* [GIVEN PROBLEM]:
Collect every line in the material that contains the word "water", treating uppercase and lowercase letters as different.

* [INFORMATION SUPPLIED]:
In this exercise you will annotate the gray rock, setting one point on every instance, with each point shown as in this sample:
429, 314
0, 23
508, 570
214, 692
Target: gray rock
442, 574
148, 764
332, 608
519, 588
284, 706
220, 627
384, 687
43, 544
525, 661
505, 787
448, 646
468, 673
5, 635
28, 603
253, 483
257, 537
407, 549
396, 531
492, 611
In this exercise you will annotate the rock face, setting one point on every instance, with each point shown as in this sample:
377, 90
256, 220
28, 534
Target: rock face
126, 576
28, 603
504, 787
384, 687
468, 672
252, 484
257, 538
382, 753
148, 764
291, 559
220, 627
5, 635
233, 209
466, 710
* * *
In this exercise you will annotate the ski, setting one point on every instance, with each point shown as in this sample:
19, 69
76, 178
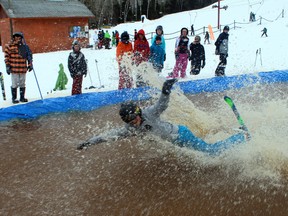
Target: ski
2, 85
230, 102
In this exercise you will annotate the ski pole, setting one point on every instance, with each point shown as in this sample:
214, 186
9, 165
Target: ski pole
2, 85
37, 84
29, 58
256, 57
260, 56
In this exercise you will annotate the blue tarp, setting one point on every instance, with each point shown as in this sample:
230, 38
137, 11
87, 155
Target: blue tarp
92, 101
* * *
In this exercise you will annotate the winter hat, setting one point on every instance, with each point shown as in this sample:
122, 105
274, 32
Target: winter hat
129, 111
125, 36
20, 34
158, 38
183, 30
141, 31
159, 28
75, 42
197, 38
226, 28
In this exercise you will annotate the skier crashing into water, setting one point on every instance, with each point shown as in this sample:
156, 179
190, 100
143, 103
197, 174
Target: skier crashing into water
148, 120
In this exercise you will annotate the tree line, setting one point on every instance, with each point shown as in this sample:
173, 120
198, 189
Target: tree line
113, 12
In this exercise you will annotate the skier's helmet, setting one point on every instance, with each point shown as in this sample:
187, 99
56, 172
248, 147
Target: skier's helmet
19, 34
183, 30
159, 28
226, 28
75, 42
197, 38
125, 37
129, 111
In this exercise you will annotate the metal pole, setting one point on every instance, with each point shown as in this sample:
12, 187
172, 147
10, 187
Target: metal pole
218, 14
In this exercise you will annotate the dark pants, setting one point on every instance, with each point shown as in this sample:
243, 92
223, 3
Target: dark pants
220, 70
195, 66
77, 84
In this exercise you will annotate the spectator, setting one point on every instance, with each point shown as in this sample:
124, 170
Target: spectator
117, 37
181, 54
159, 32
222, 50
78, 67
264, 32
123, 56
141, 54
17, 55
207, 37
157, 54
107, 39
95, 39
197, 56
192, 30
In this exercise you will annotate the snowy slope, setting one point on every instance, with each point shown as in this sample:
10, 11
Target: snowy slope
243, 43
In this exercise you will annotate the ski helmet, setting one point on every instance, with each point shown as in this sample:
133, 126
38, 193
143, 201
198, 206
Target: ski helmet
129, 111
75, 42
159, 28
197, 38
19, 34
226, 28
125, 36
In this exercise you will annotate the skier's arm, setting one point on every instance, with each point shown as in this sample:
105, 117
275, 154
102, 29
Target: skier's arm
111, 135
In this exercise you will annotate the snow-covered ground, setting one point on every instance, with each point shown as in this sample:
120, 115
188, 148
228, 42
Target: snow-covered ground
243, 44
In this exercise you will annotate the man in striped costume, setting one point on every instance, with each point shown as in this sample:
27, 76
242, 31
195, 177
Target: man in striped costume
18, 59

* [TASK RESULT]:
In this exercise you will annotate the skier crashing into water, setting one point on every instance, with each point shown as in this sample:
Target: skier crashing into water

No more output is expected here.